TEXTO CITADO »
Despedidas a la rusa

El recital de inauguración del XXVIII Ciclo de Lied en el Teatro de la Zarzuela, protagonizado por Ekaterina Semenchuk y Semión Skiguin, resulta en conjunto muy decepcionante

La mezzosoprano bielorrusa Ekaterina Semenchuk.
La mezzosoprano bielorrusa Ekaterina Semenchuk.RAFA MARTIN
Luis Gago

Nadie que haya estado en San Petersburgo habrá sentido el deseo de abandonar la ciudad y es imposible despedirse de ella sin dolor. Marta Rebón, que la conoce muy bien, la ha definido como “la metrópoli que el zar Pedro I erigió hace algo más de tres siglos en una marisma inhóspita junto al mar para poner coto al dominio de los suecos y abrir de par en par las ventanas de Rusia a la ciencia, la cultura y la moda de Europa”. Allí, en un internado para nobles de “la ciudad más premeditada del mundo”, se formó Mijaíl Glinka. En otra elitista escuela de la ciudad estudiaría años después Modest Músorgski, que moriría destruido por el alcohol en “la ciudad líquida” a los 42 años.

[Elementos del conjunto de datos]
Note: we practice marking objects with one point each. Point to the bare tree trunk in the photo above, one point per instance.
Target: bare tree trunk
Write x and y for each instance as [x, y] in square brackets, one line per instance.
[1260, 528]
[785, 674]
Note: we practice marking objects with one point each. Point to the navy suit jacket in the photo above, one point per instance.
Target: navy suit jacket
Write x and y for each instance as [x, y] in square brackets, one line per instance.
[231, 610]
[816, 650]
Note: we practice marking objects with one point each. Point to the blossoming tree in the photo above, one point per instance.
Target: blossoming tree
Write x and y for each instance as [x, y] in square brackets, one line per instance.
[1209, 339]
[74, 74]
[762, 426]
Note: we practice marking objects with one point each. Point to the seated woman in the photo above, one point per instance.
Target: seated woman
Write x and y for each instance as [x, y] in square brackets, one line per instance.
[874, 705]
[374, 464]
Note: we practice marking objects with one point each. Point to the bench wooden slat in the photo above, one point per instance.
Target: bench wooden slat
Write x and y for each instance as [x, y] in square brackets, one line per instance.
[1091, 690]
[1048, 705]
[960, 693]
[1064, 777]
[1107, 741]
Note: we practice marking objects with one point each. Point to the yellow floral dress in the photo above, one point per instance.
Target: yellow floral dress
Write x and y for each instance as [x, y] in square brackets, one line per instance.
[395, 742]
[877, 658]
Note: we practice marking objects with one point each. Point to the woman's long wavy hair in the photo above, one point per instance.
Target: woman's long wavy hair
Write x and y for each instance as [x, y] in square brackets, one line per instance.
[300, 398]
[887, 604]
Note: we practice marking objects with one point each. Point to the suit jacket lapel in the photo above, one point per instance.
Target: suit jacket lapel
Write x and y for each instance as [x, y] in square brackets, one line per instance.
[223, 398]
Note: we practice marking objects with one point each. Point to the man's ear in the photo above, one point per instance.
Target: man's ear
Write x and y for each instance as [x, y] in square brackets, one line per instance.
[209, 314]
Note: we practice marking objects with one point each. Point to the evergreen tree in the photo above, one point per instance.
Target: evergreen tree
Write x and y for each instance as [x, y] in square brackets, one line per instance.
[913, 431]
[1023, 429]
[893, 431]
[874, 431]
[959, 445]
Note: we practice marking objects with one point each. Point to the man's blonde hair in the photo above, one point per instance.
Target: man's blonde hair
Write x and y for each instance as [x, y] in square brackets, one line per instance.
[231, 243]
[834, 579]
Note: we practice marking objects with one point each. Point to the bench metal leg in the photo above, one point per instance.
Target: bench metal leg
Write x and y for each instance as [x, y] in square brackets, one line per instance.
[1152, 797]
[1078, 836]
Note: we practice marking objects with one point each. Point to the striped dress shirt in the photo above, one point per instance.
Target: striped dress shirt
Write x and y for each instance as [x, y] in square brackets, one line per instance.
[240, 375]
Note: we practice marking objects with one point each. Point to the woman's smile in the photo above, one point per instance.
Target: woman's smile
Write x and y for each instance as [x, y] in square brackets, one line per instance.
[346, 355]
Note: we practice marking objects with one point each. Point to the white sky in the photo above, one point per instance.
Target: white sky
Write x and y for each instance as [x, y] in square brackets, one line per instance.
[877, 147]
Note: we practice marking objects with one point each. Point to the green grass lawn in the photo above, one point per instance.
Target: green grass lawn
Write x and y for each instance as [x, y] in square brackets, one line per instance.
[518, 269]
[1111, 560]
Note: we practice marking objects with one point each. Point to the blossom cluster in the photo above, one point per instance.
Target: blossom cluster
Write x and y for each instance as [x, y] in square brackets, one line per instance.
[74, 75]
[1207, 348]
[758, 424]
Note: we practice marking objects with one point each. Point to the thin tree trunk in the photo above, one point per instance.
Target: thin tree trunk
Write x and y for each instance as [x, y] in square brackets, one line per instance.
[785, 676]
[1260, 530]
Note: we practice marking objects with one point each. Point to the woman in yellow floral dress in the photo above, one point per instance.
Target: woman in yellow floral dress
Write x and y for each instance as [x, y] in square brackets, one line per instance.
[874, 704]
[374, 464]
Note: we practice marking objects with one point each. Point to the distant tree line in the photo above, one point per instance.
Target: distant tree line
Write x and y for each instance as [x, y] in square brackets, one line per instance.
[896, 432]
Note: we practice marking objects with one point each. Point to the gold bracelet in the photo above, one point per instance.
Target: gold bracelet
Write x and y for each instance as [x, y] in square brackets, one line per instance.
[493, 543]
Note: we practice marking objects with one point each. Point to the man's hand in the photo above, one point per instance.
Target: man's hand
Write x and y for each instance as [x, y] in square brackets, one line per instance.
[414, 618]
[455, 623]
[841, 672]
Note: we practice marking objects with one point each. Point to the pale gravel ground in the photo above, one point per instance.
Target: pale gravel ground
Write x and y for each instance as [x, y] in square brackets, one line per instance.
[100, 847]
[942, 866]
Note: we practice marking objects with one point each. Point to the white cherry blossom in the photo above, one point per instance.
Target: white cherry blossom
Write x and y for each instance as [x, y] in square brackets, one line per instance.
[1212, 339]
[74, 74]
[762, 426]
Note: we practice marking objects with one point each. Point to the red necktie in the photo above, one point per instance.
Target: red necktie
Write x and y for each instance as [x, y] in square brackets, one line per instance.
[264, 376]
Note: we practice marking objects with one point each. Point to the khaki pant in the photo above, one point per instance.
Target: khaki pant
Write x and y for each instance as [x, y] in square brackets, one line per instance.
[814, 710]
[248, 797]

LISTA DE TAREAS »
(a) Según la crítica del recital de Semenchuk y Skiguin, ¿dónde se formó Mijaíl Glinka?
(b) Retoma la crítica del recital de Semenchuk y Skiguin en la Zarzuela a partir de su última frase y continúala con un párrafo más.

RESPUESTAS »
(a) En un internado para nobles de San Petersburgo.

(b)
En su historia de la música rusa, Yuri Keldish se refiere a Glinka como “la frontera entre el pasado y el futuro de la música rusa”, lo que está en consonancia con el modo en que Nikolái Gógol saludó el estreno de Una vida por el zar, la primera ópera nacional rusa y la primera en asentarse en el repertorio internacional: “Un maravilloso comienzo”. Este estatus de padre fundador contrasta fuertemente con una vida banal y anodina, muy diferente a su vez de la biografía torturada e intensa de Modest Músorgski. Podría decirse que a uno y otro compositor les separa, simbólicamente, el mismo abismo que se abre entre Una vida por el zar y Borís Godunov. Hasta Chaikovski, admirador incondicional de Glinka, no encontraba explicación a esa suerte de divorcio entre vida y obra o a esa súbita irrupción de talento. Así lo dejó registrado en su diario en 1888: “Glinka. Un fenómeno asombroso y sin precedentes en el ámbito del arte. Un diletante que tocaba un poco el violín y el piano; tras haber compuesto cuadrillas absolutamente insípidas, fantasías sobre melodías populares italianas, tras haber probado también formas musicales serias (cuarteto, sexteto) y canciones, pero sin haber escrito nada excepto banalidades siguiendo el gusto de los años treinta, de repente, a sus 34 años, crea una ópera que, por su genio, empuje, originalidad y técnica irreprochable, se sitúa a la altura de lo más grande y profundo del arte musical. (...) ¿Cómo pudo Glinka, que había sido durante años un diletante insípido, situarse de repente, con una sola obra, al lado mismo (¡sí, al lado mismo!) de Mozart, Beethoven y cualquier otro que se quiera? (...) Desde entonces han pasado casi 50 años; se han compuesto muchas obras sinfónicas; puede decirse que existe una auténtica escuela sinfónica rusa. ¿Y bien? Todo se encuentra en Kamárinskaya, del mismo modo que todo el roble se halla en la bellota. Y los compositores rusos beberán de esta rica fuente durante mucho tiempo, porque se necesitarán mucho tiempo y mucha fuerza para agotar toda su riqueza. ¡Sí! ¡Glinka es un auténtico genio creativo!”.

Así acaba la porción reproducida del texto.